• _Trecho selecionado_:
Na primeira competição que disputou, os jogos escolares, deu a medalha ao pai, que tinha problemas com bebida. Diz que o gesto o motivou a mudar.

Até os 15 anos, Silvânia conseguiu esconder a deficiência. Fazia faxina sem contar sobre seu problema aos patrões. Mas, quando a dificuldade para enxergar começou a ser percebida na escola e na pista, sentiu a dor da discriminação. Escolheu se recolher do trabalho. Enfrentou dificuldade financeira.

Aos 18, divorciada e com uma filha de dois anos, não conseguia mais trabalho. Ela se lembra até hoje de quando um amigo telefonou com um convite inusitado: correr 10 km para ganhar R$ 300. Silvânia vivia em Três Lagoas (MS) e, sem dinheiro para pagar a conta do leiteiro, topou.

Ganhou a corrida, mas passou uma semana no hospital com febre. Nunca havia feito tanto esforço.

• _Dados fornecidos_:
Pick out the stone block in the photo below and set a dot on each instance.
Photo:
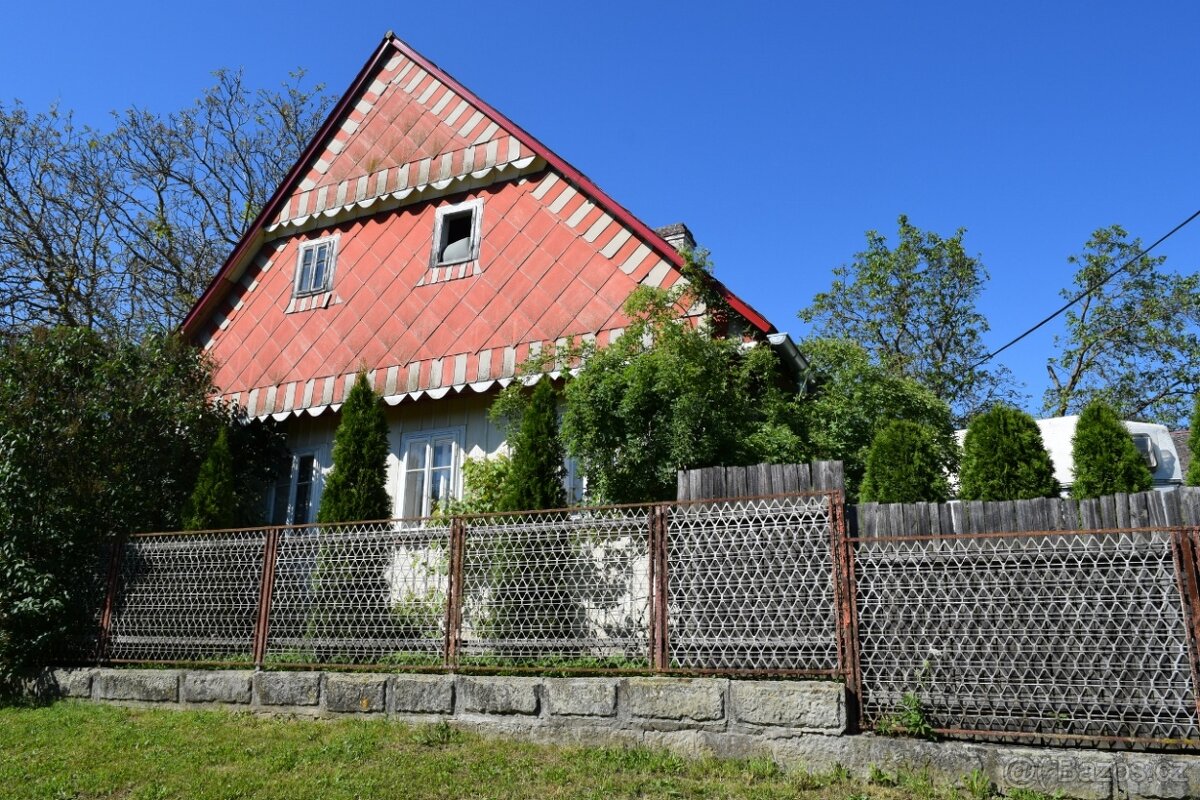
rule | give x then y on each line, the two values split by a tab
355	693
287	687
421	695
807	705
699	699
216	686
497	695
143	685
72	683
586	697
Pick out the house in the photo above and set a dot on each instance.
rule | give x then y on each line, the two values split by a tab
429	240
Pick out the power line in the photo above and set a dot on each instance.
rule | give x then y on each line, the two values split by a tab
1087	292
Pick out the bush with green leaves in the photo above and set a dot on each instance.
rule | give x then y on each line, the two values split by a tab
1105	459
535	471
905	464
672	395
357	486
213	504
99	438
1003	458
1193	476
851	397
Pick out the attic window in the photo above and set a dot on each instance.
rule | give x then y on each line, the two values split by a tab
456	230
315	266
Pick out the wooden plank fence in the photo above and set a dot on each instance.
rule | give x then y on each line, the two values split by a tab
760	480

• _Tarefas e exercícios_:
1. Reescreva o trecho sobre Silvânia entre "Na primeira competição" e "Enfrentou dificuldade financeira.", inclusive, trocando "pai" por "tio".
2. Traduza para o inglês esta frase do trecho sobre Silvânia: "Ganhou a corrida, mas passou uma semana no hospital com febre."
3. Dê prosseguimento ao trecho sobre Silvânia a partir da última frase apresentada.

• _Respostas por tarefa_:
1.
Na primeira competição que disputou, os jogos escolares, deu a medalha ao tio, que tinha problemas com bebida. Diz que o gesto o motivou a mudar.

Até os 15 anos, Silvânia conseguiu esconder a deficiência. Fazia faxina sem contar sobre seu problema aos patrões. Mas, quando a dificuldade para enxergar começou a ser percebida na escola e na pista, sentiu a dor da discriminação. Escolheu se recolher do trabalho. Enfrentou dificuldade financeira.

2. She won the race, but spent a week in the hospital with a fever.

3.
Três meses depois, chegou o convite para uma nova prova. Decidiu se preparar melhor, até porque o prêmio era mais alto. Corria à beira de uma lagoa, tropeçava nas lombadas, mas conseguiu de novo um bom resultado.

"Comecei a pegar amor pela corrida, aí um treinador me chamou para fazer um teste em Cuiabá."

Ele a fez treinar 100 m, 200 m, 400 m, arremessos e saltos até descobrir o que fazer com tanta potência muscular. O chamado da seleção veio quatro anos atrás. Em São Caetano do Sul, onde foi morar, Silvânia descobriu sua habilidade para voar. Em seis meses, bateu o recorde sul-americano do salto em distância da categoria T11 (cego total).

Hoje, aos 28, só vultos chegam aos olhos de Silvânia, mas ela adora conjugar os verbos "ver" e "enxergar". A última grande emoção, ela diz, foi ver a filha Letícia Gabriela, 10, saltar 3,2 m e ganhar medalha na competição da escola.

panorama

Silvânia não quer deixar o ouro escapar. De preferência, três de uma só vez. Parece uma meta ambiciosa, mas apenas reflete a potência do para-atletismo do Brasil.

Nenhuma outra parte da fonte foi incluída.